## Task description
Answer these questions using the improv show article.
1. What instrument did Sherwood notice on stage and joke about?
2. What subjects did Mochrie say the show stays away from?
3. What two pieces of evidence did Mochrie leave behind in "Interrogation"?

(Text section begins)

The night of the show, they walked — or in Sherwood’s case, pranced — onto the stage after their introduction and bowed.

They asked how the audience was doing, which was returned with a cheer.

“Colin, they are doing ‘Wooo!’” Sherwood said, and asked if the audience knew what they were doing that night because they were “wondering the very same thing.”

With surprise, Sherwood noticed the Forbes Pipe Organ and commented on its large size, having not seen it when he first came in. It became a running joke for the rest of the show, and the two both made puns about San Luis Obispo, including “San Luis Nabisco” and “San Luis Opiscopal,” much to the audience’s delight.

First, Mochrie and Sherwood had the audience practice for the show by yelling out answers to their questions, as audience participation was a big part of their improv. Mochrie said he prefers if the audience comes prepared with a little thought, so they don’t talk about “proctologists and gynecologists all the time.”

When asked whether taboo subjects are content for the show, Mochrie said they try to keep the show family friendly because it appeals to people from 8 to 80-years-old, and stay away from subjects like cancer and recent disasters. Sherwood said the routine doesn’t cover politics like other comedians because of how “polarized” the world has become.

“Politically, we lost our sense of humor as a country,” he said.

In the show, one of the longest skits was called “Interrogation,” in which Sherwood had to get Mochrie to confess to a crime by dropping clues without saying the actual crime. The twist was Mochrie didn’t know what he did (since the audience came up with two crimes), where it occurred and the two pieces of evidence he left, while he waited in the lobby. Sherwood asked the audience to come up with suggestions, and try to be as random and unique as possible, so it would be hard for Mochrie to guess.

At the end, Mochrie had defeathered a pigeon and spray painted a water tower with a picture of Richard Nixon smoking a bong in Montaña de Oro. He also left behind a fish lasso — something Sherwood said he didn’t know existed — and a Cabbage Patch Kid.

“I can’t believe he guessed Montaña de Oro,” said San Luis Obispo native Steven Simily, who suggested adding Nixon with a bong to the scenario. “That was kind of impressive. Brad kept saying, ‘This is the best gig ever!’ and Colin kept telling him to stop, and that game was the part where it finally caught up to them.”

(Text section ends)
(Data provided begins)

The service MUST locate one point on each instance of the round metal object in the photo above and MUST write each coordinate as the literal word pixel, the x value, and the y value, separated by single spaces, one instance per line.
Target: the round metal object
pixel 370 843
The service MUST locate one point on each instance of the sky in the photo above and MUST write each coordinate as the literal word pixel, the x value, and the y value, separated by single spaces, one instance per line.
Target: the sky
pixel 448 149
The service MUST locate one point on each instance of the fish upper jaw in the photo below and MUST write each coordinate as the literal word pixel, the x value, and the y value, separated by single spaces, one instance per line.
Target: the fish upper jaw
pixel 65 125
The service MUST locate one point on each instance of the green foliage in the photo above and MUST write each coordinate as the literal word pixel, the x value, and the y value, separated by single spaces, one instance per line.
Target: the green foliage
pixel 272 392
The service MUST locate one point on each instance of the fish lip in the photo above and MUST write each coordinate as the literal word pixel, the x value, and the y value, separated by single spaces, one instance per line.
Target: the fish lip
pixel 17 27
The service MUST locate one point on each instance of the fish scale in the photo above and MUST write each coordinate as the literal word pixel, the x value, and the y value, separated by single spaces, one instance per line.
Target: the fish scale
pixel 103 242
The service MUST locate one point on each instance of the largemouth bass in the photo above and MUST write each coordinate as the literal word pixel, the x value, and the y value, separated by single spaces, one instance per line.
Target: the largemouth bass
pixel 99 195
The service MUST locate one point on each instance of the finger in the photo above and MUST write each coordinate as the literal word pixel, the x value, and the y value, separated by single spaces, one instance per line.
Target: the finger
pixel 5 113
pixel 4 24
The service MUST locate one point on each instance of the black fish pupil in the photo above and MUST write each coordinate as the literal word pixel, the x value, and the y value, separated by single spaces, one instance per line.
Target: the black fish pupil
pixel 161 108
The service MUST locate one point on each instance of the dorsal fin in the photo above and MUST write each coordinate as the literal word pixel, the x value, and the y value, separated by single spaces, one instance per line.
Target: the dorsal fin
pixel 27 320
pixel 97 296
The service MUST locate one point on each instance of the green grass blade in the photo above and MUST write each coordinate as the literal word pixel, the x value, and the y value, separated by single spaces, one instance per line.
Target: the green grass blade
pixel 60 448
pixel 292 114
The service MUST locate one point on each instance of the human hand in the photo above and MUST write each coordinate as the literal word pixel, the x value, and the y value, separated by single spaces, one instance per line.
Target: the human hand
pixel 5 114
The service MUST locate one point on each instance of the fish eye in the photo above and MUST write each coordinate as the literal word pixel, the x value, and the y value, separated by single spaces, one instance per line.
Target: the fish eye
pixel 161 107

(Data provided ends)

## Result
1. The Forbes Pipe Organ.
2. Cancer and recent disasters.
3. A fish lasso and a Cabbage Patch Kid.